(Records drawn from a dataset)
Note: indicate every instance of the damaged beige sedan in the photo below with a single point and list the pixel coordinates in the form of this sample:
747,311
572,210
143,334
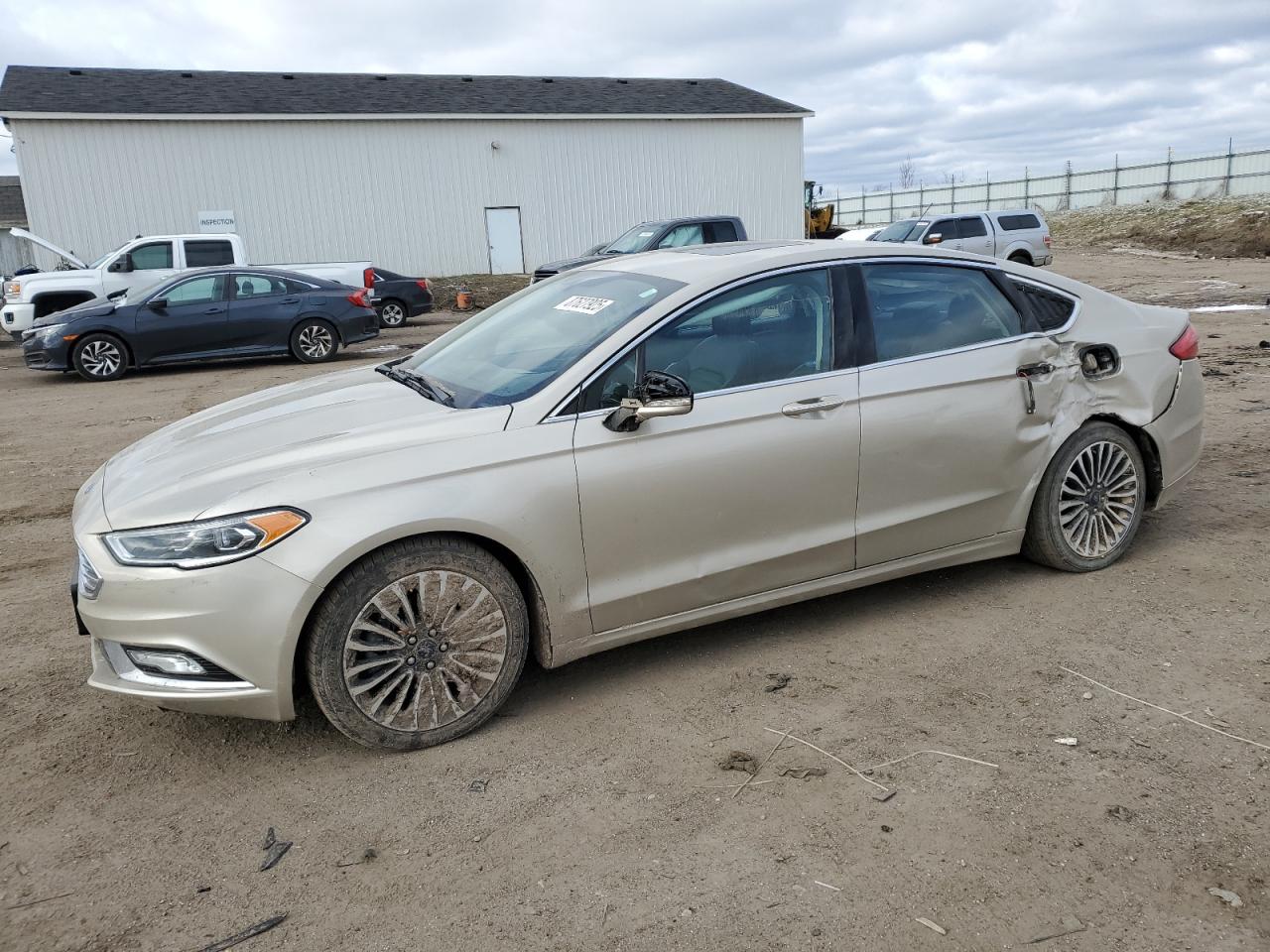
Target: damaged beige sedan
624,451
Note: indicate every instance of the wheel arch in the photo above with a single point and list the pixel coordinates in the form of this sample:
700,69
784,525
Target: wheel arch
540,624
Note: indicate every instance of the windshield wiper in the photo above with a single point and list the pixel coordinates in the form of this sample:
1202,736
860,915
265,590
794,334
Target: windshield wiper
418,384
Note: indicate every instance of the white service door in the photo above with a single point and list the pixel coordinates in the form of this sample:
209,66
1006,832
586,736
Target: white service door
503,230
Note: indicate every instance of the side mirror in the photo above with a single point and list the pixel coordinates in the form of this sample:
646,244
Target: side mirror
658,395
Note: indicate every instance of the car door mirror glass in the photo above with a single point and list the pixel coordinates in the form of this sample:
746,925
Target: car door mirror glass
659,394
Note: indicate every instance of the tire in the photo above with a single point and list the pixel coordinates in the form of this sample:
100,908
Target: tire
314,340
1089,503
393,313
394,612
100,357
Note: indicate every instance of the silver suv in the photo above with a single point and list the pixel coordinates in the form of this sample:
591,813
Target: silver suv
1020,236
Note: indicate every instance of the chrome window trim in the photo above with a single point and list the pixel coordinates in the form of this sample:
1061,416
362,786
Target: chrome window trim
679,312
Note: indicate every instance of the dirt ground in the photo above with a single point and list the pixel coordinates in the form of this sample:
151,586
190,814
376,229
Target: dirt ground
599,820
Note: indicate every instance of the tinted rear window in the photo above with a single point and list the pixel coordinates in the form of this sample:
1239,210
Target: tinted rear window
1052,309
1017,222
208,254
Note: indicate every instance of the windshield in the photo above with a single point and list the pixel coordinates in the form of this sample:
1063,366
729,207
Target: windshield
906,230
525,341
107,257
631,241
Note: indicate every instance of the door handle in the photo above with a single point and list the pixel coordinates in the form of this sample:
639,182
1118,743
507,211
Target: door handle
812,405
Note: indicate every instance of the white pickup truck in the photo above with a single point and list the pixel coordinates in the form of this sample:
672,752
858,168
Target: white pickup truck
136,264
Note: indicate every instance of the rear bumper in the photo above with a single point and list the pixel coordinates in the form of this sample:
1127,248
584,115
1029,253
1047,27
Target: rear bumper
1179,431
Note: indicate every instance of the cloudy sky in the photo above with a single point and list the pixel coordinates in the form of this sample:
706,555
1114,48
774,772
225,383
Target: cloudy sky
962,87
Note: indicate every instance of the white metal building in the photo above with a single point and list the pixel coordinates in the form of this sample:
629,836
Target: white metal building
421,175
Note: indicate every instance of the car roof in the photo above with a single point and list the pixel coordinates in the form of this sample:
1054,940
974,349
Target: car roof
716,264
266,272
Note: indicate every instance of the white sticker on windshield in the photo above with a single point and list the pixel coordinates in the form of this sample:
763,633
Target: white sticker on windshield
583,304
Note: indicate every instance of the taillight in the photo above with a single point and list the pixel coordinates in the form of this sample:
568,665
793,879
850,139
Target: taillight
1187,347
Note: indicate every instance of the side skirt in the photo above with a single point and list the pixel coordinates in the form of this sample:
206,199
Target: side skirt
992,547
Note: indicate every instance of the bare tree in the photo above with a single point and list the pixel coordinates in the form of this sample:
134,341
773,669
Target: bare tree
907,173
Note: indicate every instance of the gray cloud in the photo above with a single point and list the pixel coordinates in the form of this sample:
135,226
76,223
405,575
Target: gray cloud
969,87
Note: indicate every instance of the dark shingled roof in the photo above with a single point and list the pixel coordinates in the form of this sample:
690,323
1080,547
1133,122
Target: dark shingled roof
13,211
50,89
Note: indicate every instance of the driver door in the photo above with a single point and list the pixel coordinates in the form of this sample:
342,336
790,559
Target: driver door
752,490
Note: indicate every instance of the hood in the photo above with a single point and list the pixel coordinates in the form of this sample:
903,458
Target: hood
96,307
45,243
241,447
567,263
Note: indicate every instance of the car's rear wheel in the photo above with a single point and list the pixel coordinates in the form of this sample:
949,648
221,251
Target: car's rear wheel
100,357
418,644
314,340
1089,503
391,313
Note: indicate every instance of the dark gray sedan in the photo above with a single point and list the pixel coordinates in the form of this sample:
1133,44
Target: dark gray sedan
214,312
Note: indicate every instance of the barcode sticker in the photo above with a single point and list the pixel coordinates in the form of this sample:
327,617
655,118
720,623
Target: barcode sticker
583,304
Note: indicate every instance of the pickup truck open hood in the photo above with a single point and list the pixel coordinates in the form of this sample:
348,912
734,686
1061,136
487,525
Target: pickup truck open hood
246,448
45,243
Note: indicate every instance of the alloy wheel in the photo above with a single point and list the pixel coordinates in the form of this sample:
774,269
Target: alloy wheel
100,358
426,651
1098,499
317,341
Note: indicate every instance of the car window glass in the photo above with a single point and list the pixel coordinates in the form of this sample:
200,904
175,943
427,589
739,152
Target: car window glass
774,329
922,308
151,257
257,286
197,291
208,254
720,231
683,236
970,227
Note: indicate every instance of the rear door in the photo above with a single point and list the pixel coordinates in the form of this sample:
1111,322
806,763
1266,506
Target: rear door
190,324
975,235
952,439
752,490
262,309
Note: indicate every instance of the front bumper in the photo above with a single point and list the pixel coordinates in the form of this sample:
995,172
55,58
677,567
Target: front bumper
16,318
1179,431
51,356
244,617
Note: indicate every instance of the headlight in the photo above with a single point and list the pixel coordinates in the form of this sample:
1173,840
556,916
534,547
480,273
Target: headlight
195,544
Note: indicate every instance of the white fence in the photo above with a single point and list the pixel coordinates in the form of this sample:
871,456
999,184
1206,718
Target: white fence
1198,177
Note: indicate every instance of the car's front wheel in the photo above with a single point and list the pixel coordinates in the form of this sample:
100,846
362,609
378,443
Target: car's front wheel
418,644
100,357
314,340
1089,503
391,313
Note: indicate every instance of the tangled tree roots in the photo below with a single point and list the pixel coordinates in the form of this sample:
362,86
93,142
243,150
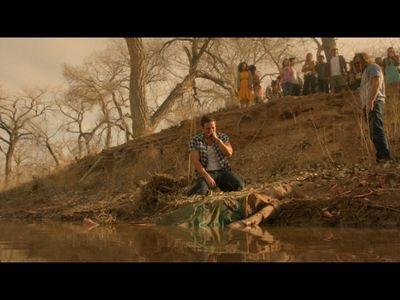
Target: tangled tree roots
159,189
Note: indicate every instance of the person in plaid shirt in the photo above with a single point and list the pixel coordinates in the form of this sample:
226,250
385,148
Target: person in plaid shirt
210,151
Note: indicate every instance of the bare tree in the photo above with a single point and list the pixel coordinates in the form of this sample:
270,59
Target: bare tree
15,114
101,82
142,120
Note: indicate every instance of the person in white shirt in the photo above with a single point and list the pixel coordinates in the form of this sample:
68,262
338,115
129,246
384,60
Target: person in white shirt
337,72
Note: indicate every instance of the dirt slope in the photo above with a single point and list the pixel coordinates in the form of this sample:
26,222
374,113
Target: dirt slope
312,144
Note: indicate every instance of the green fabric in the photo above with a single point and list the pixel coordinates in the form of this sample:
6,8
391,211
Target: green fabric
392,73
321,70
217,213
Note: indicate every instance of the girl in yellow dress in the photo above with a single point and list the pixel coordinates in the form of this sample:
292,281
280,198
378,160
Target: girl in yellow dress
245,85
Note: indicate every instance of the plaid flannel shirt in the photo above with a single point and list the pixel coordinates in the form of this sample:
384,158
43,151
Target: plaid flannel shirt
199,143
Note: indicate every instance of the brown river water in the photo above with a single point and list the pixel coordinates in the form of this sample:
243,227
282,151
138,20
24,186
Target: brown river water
74,242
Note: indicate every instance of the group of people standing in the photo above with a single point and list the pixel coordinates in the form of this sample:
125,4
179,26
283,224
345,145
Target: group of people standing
211,149
249,85
324,77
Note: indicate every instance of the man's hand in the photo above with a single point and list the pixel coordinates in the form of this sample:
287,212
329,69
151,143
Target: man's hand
371,105
210,181
213,136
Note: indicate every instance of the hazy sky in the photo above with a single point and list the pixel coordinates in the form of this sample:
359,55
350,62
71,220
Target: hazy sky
26,61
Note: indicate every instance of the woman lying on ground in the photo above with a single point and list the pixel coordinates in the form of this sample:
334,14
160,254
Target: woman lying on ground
234,212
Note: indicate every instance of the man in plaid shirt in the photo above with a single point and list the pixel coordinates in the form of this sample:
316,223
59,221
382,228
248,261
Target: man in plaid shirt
210,151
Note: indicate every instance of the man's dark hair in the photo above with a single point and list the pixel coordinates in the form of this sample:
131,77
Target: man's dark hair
206,119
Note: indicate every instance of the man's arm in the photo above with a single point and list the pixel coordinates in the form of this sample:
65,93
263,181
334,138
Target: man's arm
374,92
225,148
195,157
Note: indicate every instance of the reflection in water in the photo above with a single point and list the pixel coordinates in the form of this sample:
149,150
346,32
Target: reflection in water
65,242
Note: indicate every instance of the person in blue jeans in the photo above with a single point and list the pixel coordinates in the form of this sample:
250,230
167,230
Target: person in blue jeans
372,94
209,153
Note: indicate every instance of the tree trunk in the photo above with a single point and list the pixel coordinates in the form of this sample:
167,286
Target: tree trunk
121,116
137,92
48,146
9,155
327,44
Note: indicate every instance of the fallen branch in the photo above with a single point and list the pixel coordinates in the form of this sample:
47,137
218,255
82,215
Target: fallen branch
364,195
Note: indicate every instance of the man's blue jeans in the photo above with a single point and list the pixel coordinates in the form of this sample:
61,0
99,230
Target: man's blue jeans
227,181
377,131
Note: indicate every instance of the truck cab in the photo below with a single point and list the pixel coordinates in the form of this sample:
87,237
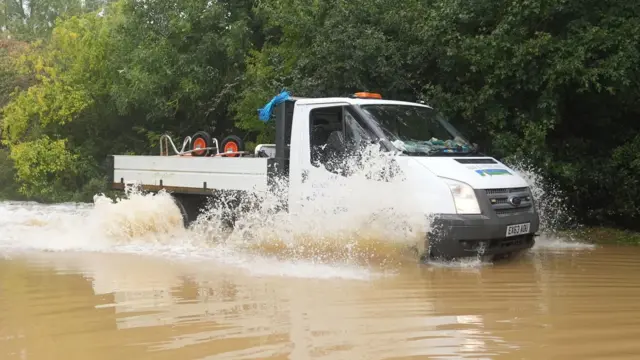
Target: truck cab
474,204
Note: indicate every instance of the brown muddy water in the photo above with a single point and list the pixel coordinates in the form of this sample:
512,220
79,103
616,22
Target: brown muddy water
73,287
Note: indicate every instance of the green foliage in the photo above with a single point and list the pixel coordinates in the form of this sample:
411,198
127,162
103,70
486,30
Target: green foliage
553,82
44,166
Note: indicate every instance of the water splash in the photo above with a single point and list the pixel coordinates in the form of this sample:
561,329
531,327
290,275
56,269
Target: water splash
369,217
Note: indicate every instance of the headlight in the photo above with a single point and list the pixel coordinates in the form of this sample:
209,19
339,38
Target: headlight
463,197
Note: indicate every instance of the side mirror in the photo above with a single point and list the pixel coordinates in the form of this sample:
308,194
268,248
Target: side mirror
336,141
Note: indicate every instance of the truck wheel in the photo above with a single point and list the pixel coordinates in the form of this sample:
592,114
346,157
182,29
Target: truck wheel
190,207
232,143
200,140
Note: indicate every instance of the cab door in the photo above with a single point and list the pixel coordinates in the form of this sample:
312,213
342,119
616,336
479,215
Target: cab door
320,170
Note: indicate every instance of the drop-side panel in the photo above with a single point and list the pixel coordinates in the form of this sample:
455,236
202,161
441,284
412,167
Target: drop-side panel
190,174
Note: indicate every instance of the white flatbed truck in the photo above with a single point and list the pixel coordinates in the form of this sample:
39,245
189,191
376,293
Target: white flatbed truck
479,205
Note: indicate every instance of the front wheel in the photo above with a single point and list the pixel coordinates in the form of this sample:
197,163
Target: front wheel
190,207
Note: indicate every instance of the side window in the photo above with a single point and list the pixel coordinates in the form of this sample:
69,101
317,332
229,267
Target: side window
356,135
325,134
336,136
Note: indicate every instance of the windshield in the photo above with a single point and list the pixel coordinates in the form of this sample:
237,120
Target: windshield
417,129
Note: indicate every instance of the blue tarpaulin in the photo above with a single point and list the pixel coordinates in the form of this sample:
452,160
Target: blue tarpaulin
265,113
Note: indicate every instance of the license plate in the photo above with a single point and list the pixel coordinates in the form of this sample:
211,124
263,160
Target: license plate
518,229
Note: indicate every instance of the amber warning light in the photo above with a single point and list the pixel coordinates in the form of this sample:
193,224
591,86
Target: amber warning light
367,95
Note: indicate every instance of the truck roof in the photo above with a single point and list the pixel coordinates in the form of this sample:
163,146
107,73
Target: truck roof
353,101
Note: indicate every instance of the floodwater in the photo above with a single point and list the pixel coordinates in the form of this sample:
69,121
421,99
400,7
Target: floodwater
66,293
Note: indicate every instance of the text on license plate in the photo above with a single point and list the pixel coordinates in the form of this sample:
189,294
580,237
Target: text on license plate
518,229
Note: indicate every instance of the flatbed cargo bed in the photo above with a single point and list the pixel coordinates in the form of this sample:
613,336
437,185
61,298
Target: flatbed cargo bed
188,174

** Prompt **
The answer must consist of each line from the entries that contains the string "below".

** Solution to the problem **
Note: indicate every instance of the damaged beige sedan in the photo below with a single point and list the pixel coordinates in the form of this sample:
Note: indicate every instance of the tangled tree roots in the photo below with a single point and list the pixel coordinates in the form of this sample:
Note: indicate every instance of the truck cab in the photo below with a single point and list the pixel coordinates in the form of this sample:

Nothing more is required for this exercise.